*** Opening Text under study ***

One way Wisconsin could get an open three is if UW controls the offensive glass. Oregon allows teams to average 11.6 offensive rebounds a game, so the opportunity will be there for Wisconsin’s frontcourt. Only eight teams have failed to reach double digit offensive rebounds against Oregon. Nigel Hayes (2.2 offensive rebounds per game) and Frank Kaminsky (1.4 offensive rebounds a game) will help keep possessions alive.

Wisconsin, which averages 9.8 points off of second-chance opportunities, has gone over double-digit points off of second chances in four of the last five games. The longer Wisconsin can make the Ducks work defensively could help slow down Oregon on the offensive side.

Mid-range jumper: Can Wisconsin control the tempo?

In last year’s matchup against Oregon, Wisconsin gave up 49 first-half points, the most UW allowed in a first half all season. Joseph Young led the charge by scoring 17 of his 29 points in the first half. Once the second half started, Wisconsin finally was able to get a control of the tempo. That in turn saw the Ducks go from 50 percent shooting in the first half to only nine made field goals in the final 20 minutes.

Wisconsin should be better prepared this time around to handle the Ducks tempo. Even if Oregon wants to turn the game into a track meet, Wisconsin has shown that they can get up and down the floor if needed. The Badgers ability to play multiple styles effectively has frustrated many opponents for playing a style that’s outside their norm.

Oregon’s fast-paced tempo can put the Ducks into trouble. Averaging 11.8 turnovers a game, Oregon has only had 10 games this year where they committed single digits in turnovers. The Badgers – which average 4.5 steals a game – will have opportunities to disrupt tempo with solid transition defense. Wisconsin has become more aggressive on defense as of late, as the Badgers have recorded at least four steals in each of the last five games.

Averaging 5.6 steals a game and 12.6 points off turnovers, Wisconsin will be able to make the Ducks work if the Badgers can live up to their averages.

3-pointer: Slowing down Joseph Young

The Pac 12 player of the year, Young hurt Wisconsin last season and has not missed a beat when it comes to finding the bottom of the net this season. Shooting 44.6 percent from the floor and averaging 20.4 points per game, Young’s ppg average is 10th best in the nation and there have been only two games this year where Young has failed to score in double figures (VCU and Washington).

Josh Gasser will need to be able to bring his best defensive game and do his best to prevent the senior from driving to the rim for easy shots. Even if teams force Young to shoot from the perimeter, he’s comfortable shooting from the outside as a career 40.5 percent 3-point shooter and shooting 35.7 percent this season. The Ducks have done a good job of setting him screens to get open and he usually takes advantage.

This challenge has been nothing new to Gasser, who has won more than he’s lost against opposing teams’ top scoring threat. Gasser in particular will have to make sure Young doesn’t go on any solo scoring run, like he’s done in his last two NCAA tournament games.

*** Closing Text under study ***

● Task objective:
List every player mentioned by name in the basketball preview. The items are not needed for this task.

*** Opening Material provided ***

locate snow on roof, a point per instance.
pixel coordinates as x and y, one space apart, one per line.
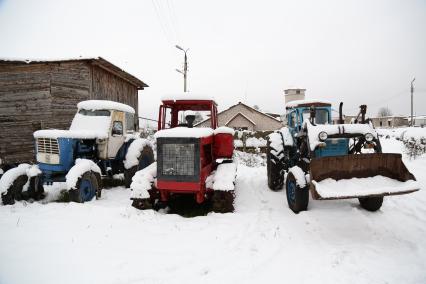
181 132
224 130
103 104
305 102
186 96
331 129
242 114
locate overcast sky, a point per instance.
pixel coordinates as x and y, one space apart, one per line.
352 51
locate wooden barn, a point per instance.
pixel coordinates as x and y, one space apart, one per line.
43 94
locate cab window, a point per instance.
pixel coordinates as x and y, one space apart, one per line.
130 122
117 128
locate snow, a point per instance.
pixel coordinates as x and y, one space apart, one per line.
314 130
81 166
223 178
142 181
11 175
186 96
104 105
299 175
224 130
134 151
33 171
82 127
304 102
181 132
108 241
330 188
277 138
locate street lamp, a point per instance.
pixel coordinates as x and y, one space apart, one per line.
185 67
412 91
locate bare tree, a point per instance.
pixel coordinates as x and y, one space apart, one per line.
384 111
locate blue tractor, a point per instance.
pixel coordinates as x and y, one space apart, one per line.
332 160
102 141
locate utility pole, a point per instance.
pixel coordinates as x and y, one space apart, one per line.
412 91
185 67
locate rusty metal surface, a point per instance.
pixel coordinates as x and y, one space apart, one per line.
359 166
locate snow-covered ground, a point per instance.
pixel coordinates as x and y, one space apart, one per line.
108 241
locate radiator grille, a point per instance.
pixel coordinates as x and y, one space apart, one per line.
178 159
47 145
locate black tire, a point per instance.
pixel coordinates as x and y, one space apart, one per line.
371 203
223 201
99 181
86 188
274 168
145 159
142 203
36 189
14 192
297 197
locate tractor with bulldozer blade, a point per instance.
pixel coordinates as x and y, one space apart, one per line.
332 161
190 160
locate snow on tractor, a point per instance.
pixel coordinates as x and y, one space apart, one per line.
101 141
190 160
333 161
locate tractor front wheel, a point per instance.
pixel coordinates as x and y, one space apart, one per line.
86 188
223 201
297 197
146 158
15 191
371 203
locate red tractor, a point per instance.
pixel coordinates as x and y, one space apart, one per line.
190 160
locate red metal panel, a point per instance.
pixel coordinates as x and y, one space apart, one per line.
223 145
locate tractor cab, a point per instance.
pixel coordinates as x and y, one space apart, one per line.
188 156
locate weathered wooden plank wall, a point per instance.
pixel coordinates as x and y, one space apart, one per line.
24 107
70 84
107 86
45 95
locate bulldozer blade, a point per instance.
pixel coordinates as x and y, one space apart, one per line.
376 175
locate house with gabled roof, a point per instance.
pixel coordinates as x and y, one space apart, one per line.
242 116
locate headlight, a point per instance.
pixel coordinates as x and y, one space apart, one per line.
322 136
369 137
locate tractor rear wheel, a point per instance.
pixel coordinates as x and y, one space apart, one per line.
146 158
275 168
86 188
371 203
223 201
36 189
297 197
14 192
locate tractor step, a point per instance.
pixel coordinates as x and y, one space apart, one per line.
357 176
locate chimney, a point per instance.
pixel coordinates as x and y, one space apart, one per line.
294 94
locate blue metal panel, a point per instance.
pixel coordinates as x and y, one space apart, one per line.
66 160
334 147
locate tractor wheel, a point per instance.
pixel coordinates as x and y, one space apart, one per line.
371 203
223 201
36 189
86 189
297 197
14 192
142 203
146 158
274 168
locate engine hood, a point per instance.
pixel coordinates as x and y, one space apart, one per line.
77 134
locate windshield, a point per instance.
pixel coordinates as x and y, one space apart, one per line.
321 116
94 112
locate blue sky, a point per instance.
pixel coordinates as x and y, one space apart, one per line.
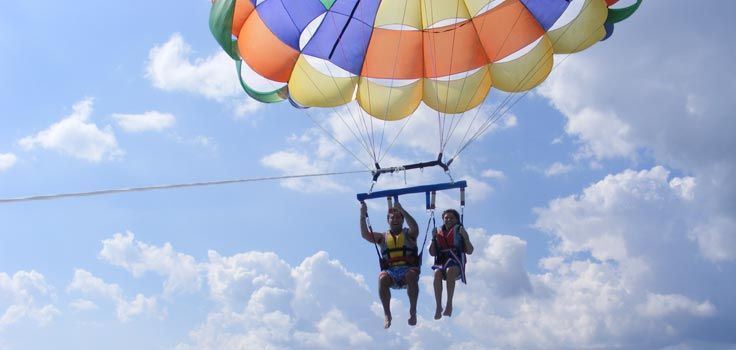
601 207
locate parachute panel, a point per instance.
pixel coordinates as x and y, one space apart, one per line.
313 84
525 72
264 52
583 31
243 9
463 92
506 29
394 54
389 100
399 13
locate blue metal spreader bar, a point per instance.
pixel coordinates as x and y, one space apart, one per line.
427 189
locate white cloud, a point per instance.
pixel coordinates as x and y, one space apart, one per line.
298 163
637 228
557 168
86 283
140 305
573 302
170 68
181 270
365 140
658 305
264 303
7 160
653 108
76 137
493 174
83 305
148 121
716 238
19 297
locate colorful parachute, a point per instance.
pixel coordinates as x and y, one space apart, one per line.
392 55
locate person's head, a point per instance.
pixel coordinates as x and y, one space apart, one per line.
450 218
395 218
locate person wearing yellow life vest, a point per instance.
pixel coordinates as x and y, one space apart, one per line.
449 245
399 262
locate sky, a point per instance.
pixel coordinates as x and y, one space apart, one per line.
601 206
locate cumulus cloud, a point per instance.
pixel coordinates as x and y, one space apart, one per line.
19 295
265 303
298 163
7 160
86 283
349 138
653 108
148 121
170 68
638 227
493 174
83 305
75 136
557 168
181 270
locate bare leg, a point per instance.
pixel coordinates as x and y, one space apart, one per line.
412 290
384 292
438 294
452 273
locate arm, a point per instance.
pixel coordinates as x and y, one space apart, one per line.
468 246
433 245
413 227
364 232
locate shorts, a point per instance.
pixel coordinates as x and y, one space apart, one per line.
398 275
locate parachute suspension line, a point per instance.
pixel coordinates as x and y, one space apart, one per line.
359 137
475 115
334 138
396 137
445 138
497 113
407 119
432 55
370 229
472 122
365 134
170 186
393 76
337 112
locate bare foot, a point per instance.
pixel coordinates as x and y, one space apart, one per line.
438 313
448 311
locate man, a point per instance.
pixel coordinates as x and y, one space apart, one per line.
449 245
399 263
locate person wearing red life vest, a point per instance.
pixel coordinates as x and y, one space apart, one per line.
399 262
450 243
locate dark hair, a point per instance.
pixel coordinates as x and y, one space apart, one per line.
453 212
394 211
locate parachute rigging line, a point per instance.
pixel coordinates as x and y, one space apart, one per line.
497 114
170 186
472 121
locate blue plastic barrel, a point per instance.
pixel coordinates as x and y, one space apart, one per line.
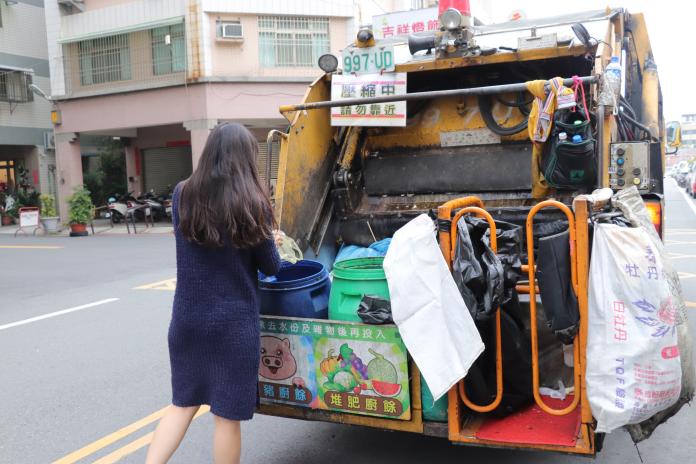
298 290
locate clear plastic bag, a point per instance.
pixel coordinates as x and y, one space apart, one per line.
288 249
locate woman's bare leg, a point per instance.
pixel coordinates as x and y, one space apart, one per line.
169 433
227 442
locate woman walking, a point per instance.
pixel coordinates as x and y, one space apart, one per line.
224 232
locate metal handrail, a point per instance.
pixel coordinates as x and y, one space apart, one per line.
484 90
531 267
498 342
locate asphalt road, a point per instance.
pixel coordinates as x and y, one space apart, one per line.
75 379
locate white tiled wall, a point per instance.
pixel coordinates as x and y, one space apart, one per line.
119 16
23 30
32 114
281 7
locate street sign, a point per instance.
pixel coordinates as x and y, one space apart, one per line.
28 217
403 23
368 60
368 86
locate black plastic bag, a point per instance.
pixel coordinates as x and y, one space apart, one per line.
375 310
556 288
480 382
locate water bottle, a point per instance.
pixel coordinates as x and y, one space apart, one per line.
609 95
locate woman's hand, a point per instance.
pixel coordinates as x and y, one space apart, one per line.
278 237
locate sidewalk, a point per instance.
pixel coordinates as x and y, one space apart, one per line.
101 227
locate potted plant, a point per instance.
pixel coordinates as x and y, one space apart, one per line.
81 208
49 216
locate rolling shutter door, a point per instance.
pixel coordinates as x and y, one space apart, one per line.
261 161
163 168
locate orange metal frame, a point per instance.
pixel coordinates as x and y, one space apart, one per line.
498 343
531 269
464 431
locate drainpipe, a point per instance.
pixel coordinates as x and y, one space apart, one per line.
195 17
269 155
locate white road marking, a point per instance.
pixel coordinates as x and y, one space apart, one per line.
57 313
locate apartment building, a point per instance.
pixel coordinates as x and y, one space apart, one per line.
26 156
158 75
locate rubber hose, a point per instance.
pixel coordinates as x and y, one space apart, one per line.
492 124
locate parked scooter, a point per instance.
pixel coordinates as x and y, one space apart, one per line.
118 209
155 204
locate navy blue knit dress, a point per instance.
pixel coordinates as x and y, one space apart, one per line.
214 332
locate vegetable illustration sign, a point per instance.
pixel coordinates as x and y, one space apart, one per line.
339 366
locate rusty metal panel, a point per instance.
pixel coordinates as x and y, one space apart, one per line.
442 170
307 160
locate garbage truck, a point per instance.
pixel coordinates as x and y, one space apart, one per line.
502 132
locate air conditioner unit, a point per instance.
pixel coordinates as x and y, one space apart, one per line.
232 30
49 140
72 5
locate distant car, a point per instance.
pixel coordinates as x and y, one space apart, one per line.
691 181
682 176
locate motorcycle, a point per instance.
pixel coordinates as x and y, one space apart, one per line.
155 205
118 209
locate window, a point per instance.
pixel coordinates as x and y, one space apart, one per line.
168 55
14 86
286 41
229 30
106 59
7 176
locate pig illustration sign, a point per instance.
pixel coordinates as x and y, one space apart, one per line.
334 365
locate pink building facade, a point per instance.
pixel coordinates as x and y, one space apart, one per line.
158 75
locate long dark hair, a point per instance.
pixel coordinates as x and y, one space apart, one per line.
223 200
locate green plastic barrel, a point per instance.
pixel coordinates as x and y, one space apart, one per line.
353 279
436 412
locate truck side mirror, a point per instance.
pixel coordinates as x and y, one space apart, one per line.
673 139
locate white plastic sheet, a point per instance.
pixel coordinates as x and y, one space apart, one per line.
433 320
633 361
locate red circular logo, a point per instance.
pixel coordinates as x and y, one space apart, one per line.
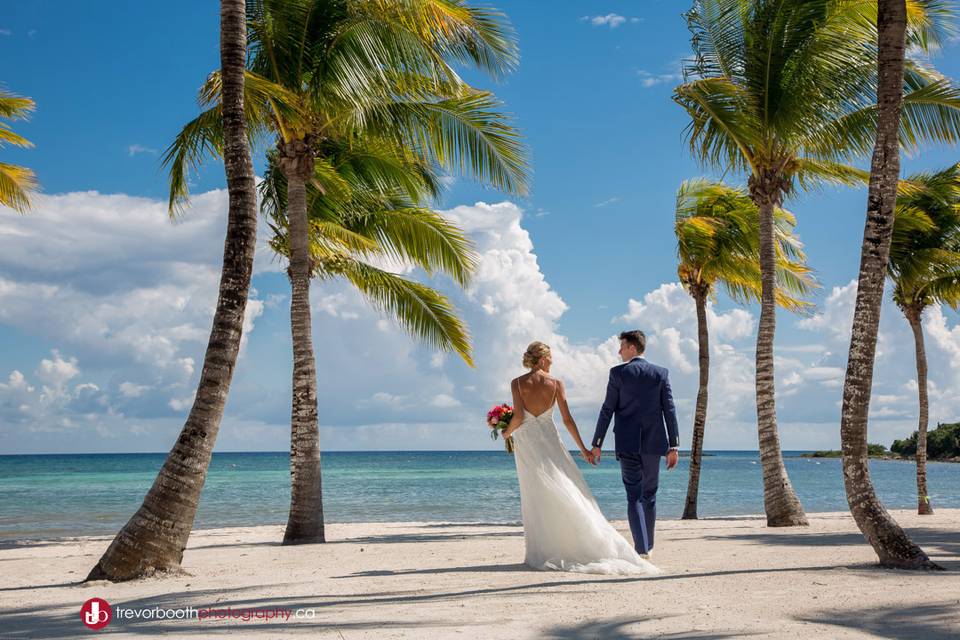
96 613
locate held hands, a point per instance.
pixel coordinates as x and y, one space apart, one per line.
673 457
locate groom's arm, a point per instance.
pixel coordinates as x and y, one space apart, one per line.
669 412
606 411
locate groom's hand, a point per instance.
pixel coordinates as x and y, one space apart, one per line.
673 457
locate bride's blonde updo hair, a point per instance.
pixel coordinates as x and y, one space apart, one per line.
534 352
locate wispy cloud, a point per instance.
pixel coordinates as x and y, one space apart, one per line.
606 202
136 149
648 79
612 20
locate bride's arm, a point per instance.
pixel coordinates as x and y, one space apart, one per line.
569 422
517 409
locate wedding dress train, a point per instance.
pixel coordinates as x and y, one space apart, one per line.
563 526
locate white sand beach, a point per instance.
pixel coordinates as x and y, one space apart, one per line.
724 578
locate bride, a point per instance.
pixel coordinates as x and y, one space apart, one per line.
563 526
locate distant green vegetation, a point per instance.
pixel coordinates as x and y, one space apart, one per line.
942 443
873 450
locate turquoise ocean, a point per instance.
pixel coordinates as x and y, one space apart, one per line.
48 496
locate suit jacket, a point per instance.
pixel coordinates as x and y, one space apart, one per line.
640 401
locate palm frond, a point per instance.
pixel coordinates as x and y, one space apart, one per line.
423 312
16 183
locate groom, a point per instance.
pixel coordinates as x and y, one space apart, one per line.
645 428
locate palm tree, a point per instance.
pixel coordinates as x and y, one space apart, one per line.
894 548
322 72
156 535
367 212
16 182
718 241
924 267
784 92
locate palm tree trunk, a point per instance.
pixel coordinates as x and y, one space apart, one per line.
924 507
305 520
780 501
893 547
700 415
156 535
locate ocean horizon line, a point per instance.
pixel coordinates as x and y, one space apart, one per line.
364 451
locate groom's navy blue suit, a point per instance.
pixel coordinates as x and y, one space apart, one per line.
640 401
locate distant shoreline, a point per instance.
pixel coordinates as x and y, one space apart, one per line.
886 456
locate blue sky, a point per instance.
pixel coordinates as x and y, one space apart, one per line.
103 302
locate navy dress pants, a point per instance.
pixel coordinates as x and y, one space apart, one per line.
641 477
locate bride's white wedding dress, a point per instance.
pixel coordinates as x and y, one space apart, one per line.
563 526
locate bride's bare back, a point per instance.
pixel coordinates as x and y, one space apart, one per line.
537 391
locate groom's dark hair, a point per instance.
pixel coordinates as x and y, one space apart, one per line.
636 338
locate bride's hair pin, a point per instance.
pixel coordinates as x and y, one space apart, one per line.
534 353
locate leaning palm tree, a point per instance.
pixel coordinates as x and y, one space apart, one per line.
16 182
924 267
891 543
322 72
718 240
367 214
156 535
783 91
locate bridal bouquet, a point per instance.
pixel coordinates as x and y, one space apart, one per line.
498 419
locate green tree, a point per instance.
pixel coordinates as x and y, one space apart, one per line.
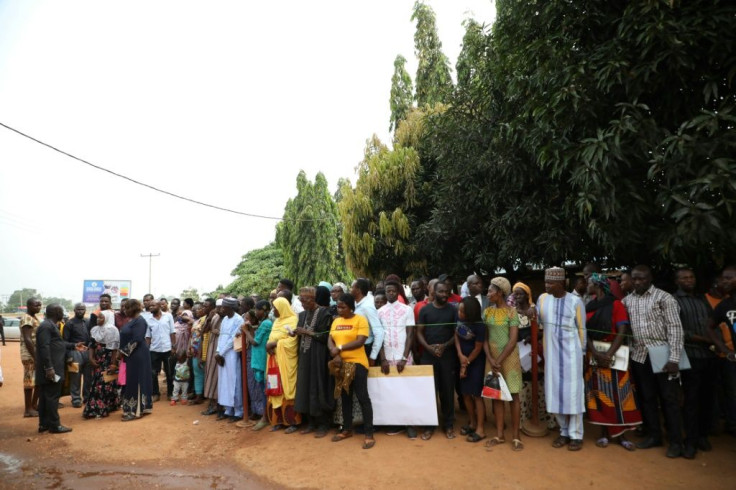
584 130
190 293
402 97
433 80
257 273
308 234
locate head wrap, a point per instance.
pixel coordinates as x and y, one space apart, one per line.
554 274
231 302
601 281
503 284
322 296
108 333
526 289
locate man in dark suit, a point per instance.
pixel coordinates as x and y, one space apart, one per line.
50 357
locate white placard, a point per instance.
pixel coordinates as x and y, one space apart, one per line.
403 399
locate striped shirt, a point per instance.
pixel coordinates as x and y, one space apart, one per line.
694 313
655 320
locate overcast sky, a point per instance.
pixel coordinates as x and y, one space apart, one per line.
223 102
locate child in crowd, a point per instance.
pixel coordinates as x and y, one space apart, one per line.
181 379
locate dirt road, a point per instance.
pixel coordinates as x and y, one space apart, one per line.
168 450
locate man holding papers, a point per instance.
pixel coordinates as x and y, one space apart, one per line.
655 324
609 397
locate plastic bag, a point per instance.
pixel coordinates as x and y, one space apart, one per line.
495 388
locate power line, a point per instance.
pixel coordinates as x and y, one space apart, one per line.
153 188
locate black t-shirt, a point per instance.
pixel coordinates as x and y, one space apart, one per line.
439 323
725 312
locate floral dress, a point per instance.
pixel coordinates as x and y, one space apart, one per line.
103 397
500 321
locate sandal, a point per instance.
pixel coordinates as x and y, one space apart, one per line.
495 442
628 445
342 436
575 445
475 437
560 441
466 430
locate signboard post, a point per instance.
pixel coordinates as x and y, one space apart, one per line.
117 289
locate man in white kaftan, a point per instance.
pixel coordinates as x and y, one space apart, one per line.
229 374
562 316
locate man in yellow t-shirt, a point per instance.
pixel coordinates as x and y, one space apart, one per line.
28 326
347 338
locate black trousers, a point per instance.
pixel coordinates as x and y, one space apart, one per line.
48 405
656 389
445 372
161 360
699 389
360 388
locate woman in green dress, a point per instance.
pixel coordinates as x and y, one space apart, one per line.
502 351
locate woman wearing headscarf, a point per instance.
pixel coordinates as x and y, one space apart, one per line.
527 318
608 395
282 348
314 389
103 395
503 353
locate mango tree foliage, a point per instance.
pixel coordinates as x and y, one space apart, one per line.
258 273
309 233
402 96
433 80
581 130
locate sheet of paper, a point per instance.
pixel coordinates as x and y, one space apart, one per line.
403 399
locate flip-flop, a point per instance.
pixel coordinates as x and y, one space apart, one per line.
466 430
628 445
560 441
342 436
475 437
495 442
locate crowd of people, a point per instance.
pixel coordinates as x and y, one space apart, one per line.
617 349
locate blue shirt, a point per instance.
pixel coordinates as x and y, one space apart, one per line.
160 331
228 328
367 308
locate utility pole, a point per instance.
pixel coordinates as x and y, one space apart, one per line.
150 256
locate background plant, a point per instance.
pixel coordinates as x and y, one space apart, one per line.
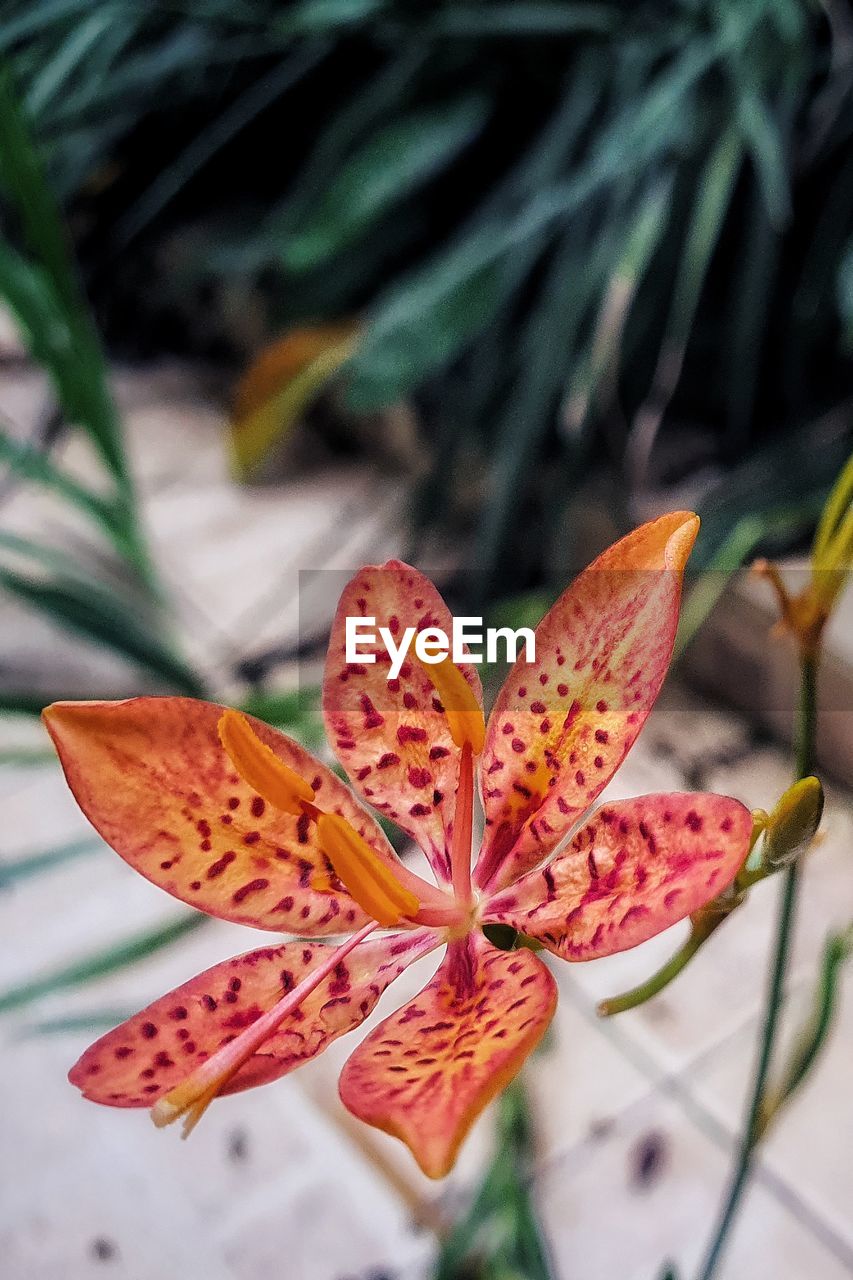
570 231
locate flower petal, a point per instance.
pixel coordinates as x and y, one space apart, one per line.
427 1072
153 777
562 725
392 735
151 1052
634 869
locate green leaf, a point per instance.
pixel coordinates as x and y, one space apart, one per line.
54 312
101 616
94 1023
388 168
101 963
33 864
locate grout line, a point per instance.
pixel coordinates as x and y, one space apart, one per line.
675 1086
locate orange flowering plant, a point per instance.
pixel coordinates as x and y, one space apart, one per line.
241 822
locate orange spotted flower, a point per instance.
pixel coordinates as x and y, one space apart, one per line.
240 821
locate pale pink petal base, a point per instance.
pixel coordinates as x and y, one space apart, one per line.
427 1072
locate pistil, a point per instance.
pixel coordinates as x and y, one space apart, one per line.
192 1097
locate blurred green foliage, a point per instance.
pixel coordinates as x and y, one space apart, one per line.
573 231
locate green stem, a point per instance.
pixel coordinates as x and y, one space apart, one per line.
655 984
752 1130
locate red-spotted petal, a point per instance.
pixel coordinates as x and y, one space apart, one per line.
392 735
562 725
634 869
149 1055
428 1070
154 780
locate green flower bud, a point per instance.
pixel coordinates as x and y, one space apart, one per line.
793 823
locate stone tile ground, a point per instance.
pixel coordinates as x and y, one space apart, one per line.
635 1118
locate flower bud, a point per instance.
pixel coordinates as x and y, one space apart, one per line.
793 823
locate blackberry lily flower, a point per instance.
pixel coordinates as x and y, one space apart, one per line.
241 822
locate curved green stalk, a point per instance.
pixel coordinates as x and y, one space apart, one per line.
655 984
752 1130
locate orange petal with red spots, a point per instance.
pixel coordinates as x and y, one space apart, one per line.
154 1051
634 869
155 781
392 736
562 725
427 1072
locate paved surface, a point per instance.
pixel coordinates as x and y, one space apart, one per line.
635 1118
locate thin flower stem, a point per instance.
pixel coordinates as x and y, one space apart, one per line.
658 981
752 1130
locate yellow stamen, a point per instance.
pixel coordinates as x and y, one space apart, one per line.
261 768
373 885
183 1101
464 713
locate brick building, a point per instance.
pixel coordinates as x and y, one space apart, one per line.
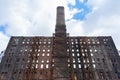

*** Closing Material provided ***

● Written reply:
Nigel Hayes, Frank Kaminsky, Joseph Young, Josh Gasser